* Text
Tuesday, November 30, 2010

Adoption Awareness Month: Last Day!

Learn or teach about positive adoption language.

I've been noodling over a post about this anyway, since we occasionally get a comment that uses negative adoption language. Someone recently said S was "pretty close to being mine" because she came to us at 2 days of age. I assured her that S was well and truly ours, legally and otherwise.

I'll admit I'm not always as consistent as I should be with certain terminology. So here we go. This information is derived in part from information provided early in our adoption by our agency.

The words we choose say a lot about how we really think. Using positive adoption language means choosing words that show respect for all participants in the adoption (birthparents, adoptive parents, and adoptees). Using positive adoption language can help validate adoption as an option to build a family, just as birth is. Both are important, but one is not better than the other.

  • Birthparents should be described as such. Using the term real parent or natural parent implies that the adoptive parents are imaginary, or artificial.
  • Mom, Dad, or parent are fine, and don't need to be preceeded by "adoptive". There are certain situations where it is germane to conversation, but not usually.

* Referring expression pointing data
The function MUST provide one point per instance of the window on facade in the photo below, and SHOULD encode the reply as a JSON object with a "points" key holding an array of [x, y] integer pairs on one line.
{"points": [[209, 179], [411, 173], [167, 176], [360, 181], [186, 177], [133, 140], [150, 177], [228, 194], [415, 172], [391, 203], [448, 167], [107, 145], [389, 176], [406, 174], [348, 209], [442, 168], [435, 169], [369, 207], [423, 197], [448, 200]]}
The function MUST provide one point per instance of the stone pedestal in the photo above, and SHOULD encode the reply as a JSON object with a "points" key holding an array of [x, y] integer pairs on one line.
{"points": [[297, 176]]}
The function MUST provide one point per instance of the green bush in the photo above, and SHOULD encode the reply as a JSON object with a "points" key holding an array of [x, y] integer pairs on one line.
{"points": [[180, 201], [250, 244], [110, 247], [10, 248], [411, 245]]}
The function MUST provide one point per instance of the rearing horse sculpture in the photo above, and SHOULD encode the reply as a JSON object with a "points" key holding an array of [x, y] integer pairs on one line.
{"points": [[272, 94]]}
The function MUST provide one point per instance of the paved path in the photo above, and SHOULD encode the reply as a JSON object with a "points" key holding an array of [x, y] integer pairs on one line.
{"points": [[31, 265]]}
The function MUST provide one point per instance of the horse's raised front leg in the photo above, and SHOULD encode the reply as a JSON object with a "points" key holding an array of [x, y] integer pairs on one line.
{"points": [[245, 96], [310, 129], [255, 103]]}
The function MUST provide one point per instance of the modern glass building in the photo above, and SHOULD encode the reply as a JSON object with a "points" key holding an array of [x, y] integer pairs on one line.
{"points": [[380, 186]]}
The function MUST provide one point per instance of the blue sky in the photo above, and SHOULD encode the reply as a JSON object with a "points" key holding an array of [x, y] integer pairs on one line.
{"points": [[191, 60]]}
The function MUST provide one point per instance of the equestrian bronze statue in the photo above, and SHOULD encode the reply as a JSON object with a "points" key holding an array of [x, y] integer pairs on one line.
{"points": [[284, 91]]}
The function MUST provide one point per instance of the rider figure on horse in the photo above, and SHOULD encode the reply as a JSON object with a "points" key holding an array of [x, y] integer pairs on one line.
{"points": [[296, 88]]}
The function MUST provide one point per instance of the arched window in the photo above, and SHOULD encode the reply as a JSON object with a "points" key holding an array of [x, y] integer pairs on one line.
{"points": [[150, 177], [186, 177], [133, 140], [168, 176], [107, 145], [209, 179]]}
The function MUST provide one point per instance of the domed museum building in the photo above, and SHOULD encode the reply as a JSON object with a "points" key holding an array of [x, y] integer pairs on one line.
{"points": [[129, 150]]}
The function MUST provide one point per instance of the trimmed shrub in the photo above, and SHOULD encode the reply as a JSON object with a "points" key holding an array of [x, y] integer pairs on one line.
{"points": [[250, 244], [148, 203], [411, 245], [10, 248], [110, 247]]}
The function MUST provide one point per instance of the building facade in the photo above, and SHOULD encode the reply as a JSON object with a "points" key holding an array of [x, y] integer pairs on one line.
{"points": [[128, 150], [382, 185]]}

* Action item A
Answer these questions using the post on positive adoption language.
(i) How old was S when she came to the family?
(ii) Which three participants in an adoption does positive adoption language show respect for?
(iii) What does using the term "real parent" or "natural parent" imply about adoptive parents?
* Action item B
Duplicate the stretch of the post on positive adoption language from "Learn or teach" through "legally and otherwise.".
* Action item C
Finish out the next part of the post on positive adoption language, picking up after its last sentence.

* Response box A
(i) 2 days of age
(ii) Birthparents, adoptive parents, and adoptees
(iii) That they are imaginary, or artificial

* Response box B
Learn or teach about positive adoption language.

I've been noodling over a post about this anyway, since we occasionally get a comment that uses negative adoption language. Someone recently said S was "pretty close to being mine" because she came to us at 2 days of age. I assured her that S was well and truly ours, legally and otherwise.

* Response box C
  • Birthparents don't abandon, relinquish, or surrender their child, or put their child up for adoption. Birthparents make an adoption plan, just as some biological parents make a birth plan. Birthparents are actively involved in the decision to place a child for adoption, and their involvement should be reflected in the language we use. And you can only imagine how an adoptee feels when someone says their birthparents abandoned or surrendered them.
  • My adopted child is my own child, just as much as any biological child would be.
  • S was adopted (vs S is adopted). I'm guilty of this every so often. The point of this type of language is to emphasize the fact that, while adoption is a part of her life, it's not the end-all and be-all of her life. She may have been adopted, but she's also tall-ish, has blue eyes, and loves bananas. As I've mentioned before, this is one of the fine lines I struggle with. I want adoption to be part of her life and something to be a positive thing, but I don't want it to define her.